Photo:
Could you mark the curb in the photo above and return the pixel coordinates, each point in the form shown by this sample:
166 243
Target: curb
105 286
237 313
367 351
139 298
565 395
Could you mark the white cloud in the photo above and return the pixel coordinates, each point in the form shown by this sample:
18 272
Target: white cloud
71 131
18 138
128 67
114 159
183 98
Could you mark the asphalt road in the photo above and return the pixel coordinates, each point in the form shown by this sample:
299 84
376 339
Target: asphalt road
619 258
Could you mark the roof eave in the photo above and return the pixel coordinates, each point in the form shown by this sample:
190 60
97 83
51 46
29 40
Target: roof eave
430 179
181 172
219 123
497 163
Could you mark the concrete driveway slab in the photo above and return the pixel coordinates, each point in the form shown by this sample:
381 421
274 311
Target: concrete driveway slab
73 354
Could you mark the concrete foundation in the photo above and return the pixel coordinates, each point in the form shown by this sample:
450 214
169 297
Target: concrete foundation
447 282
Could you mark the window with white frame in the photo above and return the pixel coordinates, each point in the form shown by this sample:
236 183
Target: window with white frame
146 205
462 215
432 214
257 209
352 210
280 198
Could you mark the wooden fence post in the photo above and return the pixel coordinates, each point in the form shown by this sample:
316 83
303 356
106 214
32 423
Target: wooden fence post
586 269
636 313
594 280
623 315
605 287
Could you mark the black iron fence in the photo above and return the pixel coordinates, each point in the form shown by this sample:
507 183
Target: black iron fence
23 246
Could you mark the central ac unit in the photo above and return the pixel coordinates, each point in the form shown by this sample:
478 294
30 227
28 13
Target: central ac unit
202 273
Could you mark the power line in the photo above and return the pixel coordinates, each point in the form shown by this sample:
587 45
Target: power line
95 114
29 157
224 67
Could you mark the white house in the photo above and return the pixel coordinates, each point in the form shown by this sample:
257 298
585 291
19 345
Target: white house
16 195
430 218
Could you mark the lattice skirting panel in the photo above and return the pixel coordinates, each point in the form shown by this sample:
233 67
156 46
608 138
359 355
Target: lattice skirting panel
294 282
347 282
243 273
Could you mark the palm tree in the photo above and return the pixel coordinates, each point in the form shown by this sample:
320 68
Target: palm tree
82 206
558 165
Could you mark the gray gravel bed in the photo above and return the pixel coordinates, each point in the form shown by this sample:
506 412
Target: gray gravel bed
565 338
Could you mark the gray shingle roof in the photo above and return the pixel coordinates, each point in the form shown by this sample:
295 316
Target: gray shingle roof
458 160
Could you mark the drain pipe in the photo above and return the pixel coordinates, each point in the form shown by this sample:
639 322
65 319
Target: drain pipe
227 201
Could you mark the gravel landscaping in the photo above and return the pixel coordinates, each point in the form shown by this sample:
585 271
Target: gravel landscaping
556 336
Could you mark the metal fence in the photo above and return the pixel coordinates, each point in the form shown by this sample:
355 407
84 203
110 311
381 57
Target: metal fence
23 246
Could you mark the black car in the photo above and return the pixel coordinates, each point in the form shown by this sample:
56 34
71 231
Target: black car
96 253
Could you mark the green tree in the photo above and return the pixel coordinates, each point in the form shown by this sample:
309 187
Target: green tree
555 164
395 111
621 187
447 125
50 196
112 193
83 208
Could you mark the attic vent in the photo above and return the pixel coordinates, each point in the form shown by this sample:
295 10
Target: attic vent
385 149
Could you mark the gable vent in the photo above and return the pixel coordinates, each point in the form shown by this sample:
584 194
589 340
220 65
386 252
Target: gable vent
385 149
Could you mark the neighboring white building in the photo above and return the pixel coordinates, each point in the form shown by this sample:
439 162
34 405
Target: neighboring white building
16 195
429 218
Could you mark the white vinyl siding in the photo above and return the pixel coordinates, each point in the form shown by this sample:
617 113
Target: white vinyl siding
__________
* **What to produce**: For this exercise, copy every line of the data that holds "vinyl".

* **Worked solution**:
Could you mark the white vinyl siding in the photo above and return the pixel coordinates, each point in the form shown by this sample:
Target: white vinyl siding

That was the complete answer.